Copy out the entire CleanCSV help page that follows, word for word.

Document text:
____
CleanCSV Help: Oracle CRM On Demand

CleanCSV is a CSV-file cleansing and deduping tool embedded in Oracle CRM On Demand. CleanCSV can be launched from your Oracle CRM On Demand main Admin homepage under Data Management Tools. Click on Cleanse CSV to launch CleanCSV.

CleanCSV can also be launched from the Oracle CRM On Demand My Setup Page under Data & Integration Tools.

To use CleanCSV, first select the type of records you wish to dedupe (Accounts, Contacts, or Leads) from the menu in the upper left corner.

CleanCSV

After selecting which type of records to dedupe, you must choose your Settings. CleanCSV will dedupe records based on these Settings.

To define your settings, click Settings in the upper left corner. In this menu, you can select the CSV to dedupe, the merge rule for the master record, your custom match settings, the displayed fields, and concatenated fields. The menu can be collapsed by clicking Settings again or by clicking Close in the corner of the menu.
____
Recorded data:

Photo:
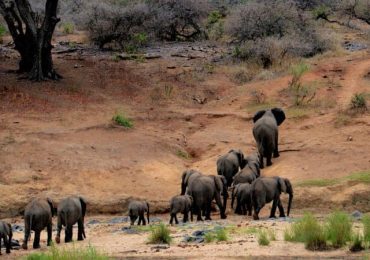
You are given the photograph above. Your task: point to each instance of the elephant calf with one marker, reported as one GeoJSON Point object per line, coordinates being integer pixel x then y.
{"type": "Point", "coordinates": [38, 215]}
{"type": "Point", "coordinates": [71, 210]}
{"type": "Point", "coordinates": [6, 235]}
{"type": "Point", "coordinates": [265, 190]}
{"type": "Point", "coordinates": [181, 204]}
{"type": "Point", "coordinates": [137, 209]}
{"type": "Point", "coordinates": [242, 193]}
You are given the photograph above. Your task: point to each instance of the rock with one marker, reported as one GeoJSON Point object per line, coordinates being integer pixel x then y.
{"type": "Point", "coordinates": [357, 215]}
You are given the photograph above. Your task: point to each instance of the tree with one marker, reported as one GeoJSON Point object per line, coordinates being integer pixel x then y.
{"type": "Point", "coordinates": [32, 36]}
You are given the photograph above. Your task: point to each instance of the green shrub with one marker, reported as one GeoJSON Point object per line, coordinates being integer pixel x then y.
{"type": "Point", "coordinates": [338, 229]}
{"type": "Point", "coordinates": [358, 101]}
{"type": "Point", "coordinates": [263, 239]}
{"type": "Point", "coordinates": [309, 231]}
{"type": "Point", "coordinates": [356, 243]}
{"type": "Point", "coordinates": [55, 253]}
{"type": "Point", "coordinates": [160, 235]}
{"type": "Point", "coordinates": [68, 28]}
{"type": "Point", "coordinates": [122, 120]}
{"type": "Point", "coordinates": [366, 223]}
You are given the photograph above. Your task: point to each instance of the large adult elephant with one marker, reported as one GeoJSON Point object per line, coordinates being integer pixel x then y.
{"type": "Point", "coordinates": [187, 178]}
{"type": "Point", "coordinates": [265, 190]}
{"type": "Point", "coordinates": [229, 164]}
{"type": "Point", "coordinates": [38, 215]}
{"type": "Point", "coordinates": [266, 133]}
{"type": "Point", "coordinates": [250, 172]}
{"type": "Point", "coordinates": [71, 210]}
{"type": "Point", "coordinates": [204, 190]}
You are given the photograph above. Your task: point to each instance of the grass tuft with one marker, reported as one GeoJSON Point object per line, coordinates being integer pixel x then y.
{"type": "Point", "coordinates": [122, 120]}
{"type": "Point", "coordinates": [160, 235]}
{"type": "Point", "coordinates": [263, 239]}
{"type": "Point", "coordinates": [338, 229]}
{"type": "Point", "coordinates": [89, 253]}
{"type": "Point", "coordinates": [309, 231]}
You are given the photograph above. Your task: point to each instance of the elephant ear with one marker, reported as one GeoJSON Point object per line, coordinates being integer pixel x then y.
{"type": "Point", "coordinates": [258, 115]}
{"type": "Point", "coordinates": [83, 206]}
{"type": "Point", "coordinates": [282, 185]}
{"type": "Point", "coordinates": [279, 115]}
{"type": "Point", "coordinates": [52, 206]}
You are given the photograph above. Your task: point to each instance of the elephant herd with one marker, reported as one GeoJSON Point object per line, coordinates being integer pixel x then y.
{"type": "Point", "coordinates": [234, 171]}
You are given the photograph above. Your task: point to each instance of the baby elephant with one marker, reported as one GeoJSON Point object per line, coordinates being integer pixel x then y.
{"type": "Point", "coordinates": [6, 235]}
{"type": "Point", "coordinates": [70, 211]}
{"type": "Point", "coordinates": [181, 204]}
{"type": "Point", "coordinates": [137, 209]}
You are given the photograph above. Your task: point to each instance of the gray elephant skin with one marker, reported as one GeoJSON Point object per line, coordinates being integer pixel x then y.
{"type": "Point", "coordinates": [181, 204]}
{"type": "Point", "coordinates": [38, 215]}
{"type": "Point", "coordinates": [71, 210]}
{"type": "Point", "coordinates": [204, 189]}
{"type": "Point", "coordinates": [137, 209]}
{"type": "Point", "coordinates": [187, 178]}
{"type": "Point", "coordinates": [266, 133]}
{"type": "Point", "coordinates": [250, 172]}
{"type": "Point", "coordinates": [265, 190]}
{"type": "Point", "coordinates": [229, 164]}
{"type": "Point", "coordinates": [242, 193]}
{"type": "Point", "coordinates": [6, 235]}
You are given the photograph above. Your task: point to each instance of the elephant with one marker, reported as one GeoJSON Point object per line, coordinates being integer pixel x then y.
{"type": "Point", "coordinates": [71, 210]}
{"type": "Point", "coordinates": [6, 235]}
{"type": "Point", "coordinates": [38, 215]}
{"type": "Point", "coordinates": [242, 193]}
{"type": "Point", "coordinates": [229, 164]}
{"type": "Point", "coordinates": [265, 190]}
{"type": "Point", "coordinates": [203, 190]}
{"type": "Point", "coordinates": [266, 133]}
{"type": "Point", "coordinates": [181, 204]}
{"type": "Point", "coordinates": [187, 178]}
{"type": "Point", "coordinates": [250, 172]}
{"type": "Point", "coordinates": [137, 209]}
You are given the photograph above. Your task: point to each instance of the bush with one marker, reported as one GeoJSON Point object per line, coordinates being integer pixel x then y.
{"type": "Point", "coordinates": [68, 28]}
{"type": "Point", "coordinates": [366, 223]}
{"type": "Point", "coordinates": [263, 239]}
{"type": "Point", "coordinates": [309, 231]}
{"type": "Point", "coordinates": [160, 235]}
{"type": "Point", "coordinates": [174, 20]}
{"type": "Point", "coordinates": [358, 101]}
{"type": "Point", "coordinates": [88, 253]}
{"type": "Point", "coordinates": [338, 229]}
{"type": "Point", "coordinates": [122, 120]}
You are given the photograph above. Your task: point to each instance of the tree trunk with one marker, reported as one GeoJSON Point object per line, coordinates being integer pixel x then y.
{"type": "Point", "coordinates": [33, 44]}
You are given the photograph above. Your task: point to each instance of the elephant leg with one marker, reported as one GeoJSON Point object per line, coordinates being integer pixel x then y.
{"type": "Point", "coordinates": [273, 209]}
{"type": "Point", "coordinates": [276, 150]}
{"type": "Point", "coordinates": [49, 230]}
{"type": "Point", "coordinates": [36, 241]}
{"type": "Point", "coordinates": [80, 225]}
{"type": "Point", "coordinates": [281, 209]}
____
Correct result:
CleanCSV Help: Oracle CRM On Demand

CleanCSV is a CSV-file cleansing and deduping tool embedded in Oracle CRM On Demand. CleanCSV can be launched from your Oracle CRM On Demand main Admin homepage under Data Management Tools. Click on Cleanse CSV to launch CleanCSV.

CleanCSV can also be launched from the Oracle CRM On Demand My Setup Page under Data & Integration Tools.

To use CleanCSV, first select the type of records you wish to dedupe (Accounts, Contacts, or Leads) from the menu in the upper left corner.

CleanCSV

After selecting which type of records to dedupe, you must choose your Settings. CleanCSV will dedupe records based on these Settings.

To define your settings, click Settings in the upper left corner. In this menu, you can select the CSV to dedupe, the merge rule for the master record, your custom match settings, the displayed fields, and concatenated fields. The menu can be collapsed by clicking Settings again or by clicking Close in the corner of the menu.